→ Work instructions
Copy the items from the line containing "Point out the wooden" through the end of the items, changing every "Give your answer" to "Provide your answer" and leaving everything else as it is.

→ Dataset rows
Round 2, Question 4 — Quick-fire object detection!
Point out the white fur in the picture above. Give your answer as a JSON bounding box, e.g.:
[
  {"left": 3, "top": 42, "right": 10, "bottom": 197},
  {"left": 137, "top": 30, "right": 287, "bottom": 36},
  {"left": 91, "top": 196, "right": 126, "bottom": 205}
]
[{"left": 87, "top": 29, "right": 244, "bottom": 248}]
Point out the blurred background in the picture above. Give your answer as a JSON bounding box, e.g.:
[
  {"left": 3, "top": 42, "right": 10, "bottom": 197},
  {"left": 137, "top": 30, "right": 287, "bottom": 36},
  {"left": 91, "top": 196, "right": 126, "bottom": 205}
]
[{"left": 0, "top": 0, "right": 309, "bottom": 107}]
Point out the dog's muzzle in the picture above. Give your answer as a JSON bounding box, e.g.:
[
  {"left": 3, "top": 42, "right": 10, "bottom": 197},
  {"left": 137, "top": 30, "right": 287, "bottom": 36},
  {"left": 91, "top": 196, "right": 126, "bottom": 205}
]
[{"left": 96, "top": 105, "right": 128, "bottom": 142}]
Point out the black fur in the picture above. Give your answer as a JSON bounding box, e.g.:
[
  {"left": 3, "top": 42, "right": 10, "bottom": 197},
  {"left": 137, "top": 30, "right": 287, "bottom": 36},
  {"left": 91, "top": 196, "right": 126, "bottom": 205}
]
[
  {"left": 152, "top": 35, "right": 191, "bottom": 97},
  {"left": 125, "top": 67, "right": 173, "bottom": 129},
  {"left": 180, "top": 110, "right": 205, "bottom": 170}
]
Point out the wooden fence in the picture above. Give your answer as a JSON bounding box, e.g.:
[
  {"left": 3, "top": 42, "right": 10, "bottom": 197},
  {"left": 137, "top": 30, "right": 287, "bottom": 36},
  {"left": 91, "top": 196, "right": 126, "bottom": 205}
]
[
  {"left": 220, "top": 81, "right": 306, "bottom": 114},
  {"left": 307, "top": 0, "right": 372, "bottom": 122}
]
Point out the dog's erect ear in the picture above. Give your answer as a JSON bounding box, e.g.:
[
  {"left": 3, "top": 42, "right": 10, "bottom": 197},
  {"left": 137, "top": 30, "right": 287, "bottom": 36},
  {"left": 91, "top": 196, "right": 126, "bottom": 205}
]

→ The solution
Point out the wooden fence in the picture above. Provide your answer as a JSON bounding box, e.g.:
[
  {"left": 3, "top": 42, "right": 10, "bottom": 197},
  {"left": 137, "top": 30, "right": 287, "bottom": 36},
  {"left": 91, "top": 196, "right": 126, "bottom": 205}
]
[
  {"left": 220, "top": 81, "right": 306, "bottom": 114},
  {"left": 307, "top": 0, "right": 372, "bottom": 122}
]
Point out the dog's erect ear in the picture above. Provide your answer as a JSON bounding box, e.g.:
[
  {"left": 3, "top": 42, "right": 10, "bottom": 197},
  {"left": 137, "top": 30, "right": 287, "bottom": 36},
  {"left": 91, "top": 196, "right": 126, "bottom": 205}
]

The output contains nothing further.